* **What to work on**
[1] In the essay about milkweed wishes, what was the writer's application for?
[2] Pick up the essay about milkweed wishes after its last sentence and write the next paragraph.

* **Source extract**
A friend collected milkweed pods, so that her grandchildren could make wishes. If you have never opened the crusty case and been blessed by a whoosh of white fluff, it is the stuff of imagination. God was in a playful mood when He decided to package such utter softness in a rough exterior. When a child frees the
feathery seed on the wind, which it is eager to be, she or he is granted a wish.
My friend noticed the capriciousness of some of those desires. To see a unicorn. A visit from a mermaid. The coincidence is that those very hopes could easily transpire at the end of this month. You can never predict what will walk by in the pursuit of chocolate.
I made my own wish this week. It was encased not in a gray shell, but a business sized envelope. It was an application to a program offering Clinical Pastoral Education. The process has been one of self reflection, as I articulate my spiritual aspirations, and how I imagine I might serve as a chaplain. In truth, the wish feels as capricious as a unicorn. Yet something has been
tugging at my heart of late, and I am getting braver about the possibility of stepping into a world I know little about.

* **Data shown**
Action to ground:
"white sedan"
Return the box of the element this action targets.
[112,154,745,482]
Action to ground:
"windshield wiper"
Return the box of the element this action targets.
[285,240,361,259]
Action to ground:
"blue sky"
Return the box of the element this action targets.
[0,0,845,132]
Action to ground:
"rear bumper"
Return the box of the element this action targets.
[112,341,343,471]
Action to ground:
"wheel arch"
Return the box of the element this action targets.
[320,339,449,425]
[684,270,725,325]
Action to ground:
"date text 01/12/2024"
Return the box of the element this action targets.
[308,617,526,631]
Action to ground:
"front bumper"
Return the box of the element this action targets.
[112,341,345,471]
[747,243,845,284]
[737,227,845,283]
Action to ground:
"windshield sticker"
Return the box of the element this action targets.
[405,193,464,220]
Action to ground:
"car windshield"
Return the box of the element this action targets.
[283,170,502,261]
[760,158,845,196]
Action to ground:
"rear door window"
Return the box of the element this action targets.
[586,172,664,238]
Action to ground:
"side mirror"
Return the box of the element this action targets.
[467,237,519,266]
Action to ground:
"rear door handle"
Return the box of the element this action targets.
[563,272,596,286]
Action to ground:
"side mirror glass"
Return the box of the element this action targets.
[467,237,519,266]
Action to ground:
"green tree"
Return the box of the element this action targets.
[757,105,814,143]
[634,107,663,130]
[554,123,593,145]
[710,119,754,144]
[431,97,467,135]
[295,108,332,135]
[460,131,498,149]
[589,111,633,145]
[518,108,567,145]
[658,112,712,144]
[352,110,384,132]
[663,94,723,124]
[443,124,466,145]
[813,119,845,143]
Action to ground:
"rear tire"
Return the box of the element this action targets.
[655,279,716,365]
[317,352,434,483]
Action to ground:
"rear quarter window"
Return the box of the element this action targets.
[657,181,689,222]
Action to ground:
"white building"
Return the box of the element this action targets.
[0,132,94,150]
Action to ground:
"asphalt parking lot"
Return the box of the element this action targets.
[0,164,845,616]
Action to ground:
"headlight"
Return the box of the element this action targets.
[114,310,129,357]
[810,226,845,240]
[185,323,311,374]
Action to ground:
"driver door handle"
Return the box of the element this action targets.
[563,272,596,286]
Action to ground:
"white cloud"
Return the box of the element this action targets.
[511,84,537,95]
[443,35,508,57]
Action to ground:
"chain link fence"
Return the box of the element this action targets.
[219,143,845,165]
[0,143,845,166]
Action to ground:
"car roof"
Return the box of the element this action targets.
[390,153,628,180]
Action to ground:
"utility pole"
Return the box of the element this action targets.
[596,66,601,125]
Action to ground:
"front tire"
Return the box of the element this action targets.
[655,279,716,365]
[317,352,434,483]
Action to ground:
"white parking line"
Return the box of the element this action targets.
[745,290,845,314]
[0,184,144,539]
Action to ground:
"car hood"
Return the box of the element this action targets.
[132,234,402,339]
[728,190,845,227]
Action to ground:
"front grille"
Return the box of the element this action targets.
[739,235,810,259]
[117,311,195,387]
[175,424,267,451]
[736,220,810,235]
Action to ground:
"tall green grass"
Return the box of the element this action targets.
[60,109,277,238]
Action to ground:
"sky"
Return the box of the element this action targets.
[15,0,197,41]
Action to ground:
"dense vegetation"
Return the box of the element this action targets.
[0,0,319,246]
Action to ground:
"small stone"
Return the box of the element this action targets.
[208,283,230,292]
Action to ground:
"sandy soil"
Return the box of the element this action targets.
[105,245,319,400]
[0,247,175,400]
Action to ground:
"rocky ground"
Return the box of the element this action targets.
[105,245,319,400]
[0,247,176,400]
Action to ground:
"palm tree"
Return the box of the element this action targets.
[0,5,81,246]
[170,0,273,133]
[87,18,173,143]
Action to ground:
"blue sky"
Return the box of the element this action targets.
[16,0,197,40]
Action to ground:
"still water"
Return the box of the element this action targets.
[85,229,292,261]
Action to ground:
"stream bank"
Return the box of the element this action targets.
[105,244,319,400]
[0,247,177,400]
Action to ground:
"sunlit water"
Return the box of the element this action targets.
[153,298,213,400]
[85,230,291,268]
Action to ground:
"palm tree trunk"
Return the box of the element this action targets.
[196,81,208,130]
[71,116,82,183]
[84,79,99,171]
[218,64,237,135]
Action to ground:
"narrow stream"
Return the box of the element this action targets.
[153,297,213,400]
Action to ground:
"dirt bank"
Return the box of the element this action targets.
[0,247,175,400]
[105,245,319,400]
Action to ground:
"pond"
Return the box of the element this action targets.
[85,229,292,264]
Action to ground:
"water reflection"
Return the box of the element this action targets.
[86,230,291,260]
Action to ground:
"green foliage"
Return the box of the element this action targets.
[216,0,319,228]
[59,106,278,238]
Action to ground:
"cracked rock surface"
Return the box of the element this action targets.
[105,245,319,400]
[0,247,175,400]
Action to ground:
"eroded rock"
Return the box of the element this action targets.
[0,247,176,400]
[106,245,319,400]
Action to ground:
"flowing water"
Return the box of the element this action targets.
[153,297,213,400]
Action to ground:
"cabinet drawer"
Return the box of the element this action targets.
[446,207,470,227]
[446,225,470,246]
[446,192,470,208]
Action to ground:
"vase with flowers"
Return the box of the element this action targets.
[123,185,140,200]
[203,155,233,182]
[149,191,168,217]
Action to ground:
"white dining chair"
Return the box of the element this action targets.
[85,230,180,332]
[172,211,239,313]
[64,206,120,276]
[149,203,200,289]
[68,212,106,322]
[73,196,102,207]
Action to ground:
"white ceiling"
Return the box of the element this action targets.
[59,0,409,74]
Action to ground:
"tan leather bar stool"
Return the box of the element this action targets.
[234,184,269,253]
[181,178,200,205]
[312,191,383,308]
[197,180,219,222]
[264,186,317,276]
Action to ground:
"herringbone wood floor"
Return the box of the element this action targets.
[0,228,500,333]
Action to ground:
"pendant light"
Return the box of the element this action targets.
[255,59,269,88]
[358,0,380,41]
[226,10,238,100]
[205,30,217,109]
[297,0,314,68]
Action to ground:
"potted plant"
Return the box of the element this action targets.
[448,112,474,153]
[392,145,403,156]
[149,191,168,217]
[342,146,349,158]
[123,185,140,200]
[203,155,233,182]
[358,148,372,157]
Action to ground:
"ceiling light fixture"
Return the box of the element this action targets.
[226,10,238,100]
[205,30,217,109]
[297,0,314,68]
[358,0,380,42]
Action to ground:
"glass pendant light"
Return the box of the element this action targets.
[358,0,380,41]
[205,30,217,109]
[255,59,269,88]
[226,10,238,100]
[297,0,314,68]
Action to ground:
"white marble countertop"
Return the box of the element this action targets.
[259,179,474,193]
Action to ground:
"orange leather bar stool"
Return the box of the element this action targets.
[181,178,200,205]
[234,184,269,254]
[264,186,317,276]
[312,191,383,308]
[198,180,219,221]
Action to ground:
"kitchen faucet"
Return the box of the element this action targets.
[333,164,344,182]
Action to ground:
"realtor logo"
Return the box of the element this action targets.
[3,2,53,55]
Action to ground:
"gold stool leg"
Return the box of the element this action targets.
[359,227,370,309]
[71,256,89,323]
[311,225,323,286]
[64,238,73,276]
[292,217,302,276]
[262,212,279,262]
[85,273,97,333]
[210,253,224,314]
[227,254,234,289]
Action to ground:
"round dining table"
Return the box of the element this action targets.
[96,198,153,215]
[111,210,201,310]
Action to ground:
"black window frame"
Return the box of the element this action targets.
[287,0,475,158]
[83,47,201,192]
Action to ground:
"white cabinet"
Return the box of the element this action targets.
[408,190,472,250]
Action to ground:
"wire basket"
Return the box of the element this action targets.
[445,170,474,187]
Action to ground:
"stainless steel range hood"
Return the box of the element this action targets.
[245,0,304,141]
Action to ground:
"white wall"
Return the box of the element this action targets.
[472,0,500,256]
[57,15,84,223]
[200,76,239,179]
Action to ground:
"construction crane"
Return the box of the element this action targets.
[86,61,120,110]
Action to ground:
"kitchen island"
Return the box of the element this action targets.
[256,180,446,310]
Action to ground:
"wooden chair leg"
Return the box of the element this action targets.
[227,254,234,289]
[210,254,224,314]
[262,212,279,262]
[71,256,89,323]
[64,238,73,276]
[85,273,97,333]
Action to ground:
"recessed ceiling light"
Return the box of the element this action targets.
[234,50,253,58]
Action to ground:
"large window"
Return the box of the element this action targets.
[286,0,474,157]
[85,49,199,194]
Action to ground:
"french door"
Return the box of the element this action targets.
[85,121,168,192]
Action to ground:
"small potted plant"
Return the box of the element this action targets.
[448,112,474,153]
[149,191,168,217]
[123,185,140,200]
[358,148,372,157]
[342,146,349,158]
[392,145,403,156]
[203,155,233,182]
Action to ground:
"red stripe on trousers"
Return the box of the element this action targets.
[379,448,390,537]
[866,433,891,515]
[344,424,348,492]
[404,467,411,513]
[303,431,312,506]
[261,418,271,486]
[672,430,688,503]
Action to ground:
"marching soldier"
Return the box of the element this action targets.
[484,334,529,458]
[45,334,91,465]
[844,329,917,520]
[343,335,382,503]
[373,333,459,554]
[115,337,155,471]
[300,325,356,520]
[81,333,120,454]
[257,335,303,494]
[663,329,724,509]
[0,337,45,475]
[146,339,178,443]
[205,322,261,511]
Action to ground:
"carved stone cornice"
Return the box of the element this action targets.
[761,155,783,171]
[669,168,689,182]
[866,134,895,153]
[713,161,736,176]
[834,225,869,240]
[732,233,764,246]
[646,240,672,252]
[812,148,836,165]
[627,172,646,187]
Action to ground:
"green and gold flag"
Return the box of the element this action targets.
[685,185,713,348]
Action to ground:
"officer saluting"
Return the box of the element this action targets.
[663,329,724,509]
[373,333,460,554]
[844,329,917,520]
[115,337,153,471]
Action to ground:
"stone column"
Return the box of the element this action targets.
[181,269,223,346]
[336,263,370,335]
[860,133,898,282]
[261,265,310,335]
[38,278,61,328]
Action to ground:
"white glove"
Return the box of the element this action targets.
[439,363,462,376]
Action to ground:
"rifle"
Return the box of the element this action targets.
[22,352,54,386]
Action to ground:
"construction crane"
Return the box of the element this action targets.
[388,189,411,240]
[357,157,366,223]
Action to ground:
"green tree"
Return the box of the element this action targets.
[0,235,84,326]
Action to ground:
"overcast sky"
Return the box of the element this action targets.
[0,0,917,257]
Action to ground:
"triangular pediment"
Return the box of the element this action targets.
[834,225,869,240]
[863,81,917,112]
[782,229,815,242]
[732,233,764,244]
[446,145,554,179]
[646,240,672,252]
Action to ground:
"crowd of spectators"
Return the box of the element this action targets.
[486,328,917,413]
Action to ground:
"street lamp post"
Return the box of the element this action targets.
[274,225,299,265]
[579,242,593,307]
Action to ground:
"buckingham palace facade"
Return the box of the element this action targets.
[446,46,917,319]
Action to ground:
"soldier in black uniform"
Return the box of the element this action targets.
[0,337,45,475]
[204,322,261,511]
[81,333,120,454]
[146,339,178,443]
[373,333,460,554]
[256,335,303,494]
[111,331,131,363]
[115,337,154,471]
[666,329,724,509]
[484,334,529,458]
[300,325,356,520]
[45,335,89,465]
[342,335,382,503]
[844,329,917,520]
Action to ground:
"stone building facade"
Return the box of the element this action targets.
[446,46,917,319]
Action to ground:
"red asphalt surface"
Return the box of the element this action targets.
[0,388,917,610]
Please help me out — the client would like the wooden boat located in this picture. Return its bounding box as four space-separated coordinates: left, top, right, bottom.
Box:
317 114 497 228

* **Written answers**
[1] A program offering Clinical Pastoral Education.

[2]
My children will attest in one loud voice, that I am not who you want in the emergency room. My capacity to remain calm was limited, for even those few catastrophes that visited our family involving spilled blood. And yet that is a forty-year-old self
definition, and I am perched to see whether God can use even a soft-hearted soul like me.
I feel as light as a strand of milkweed silk, wondering without worry where the Holy Spirit will ferry me.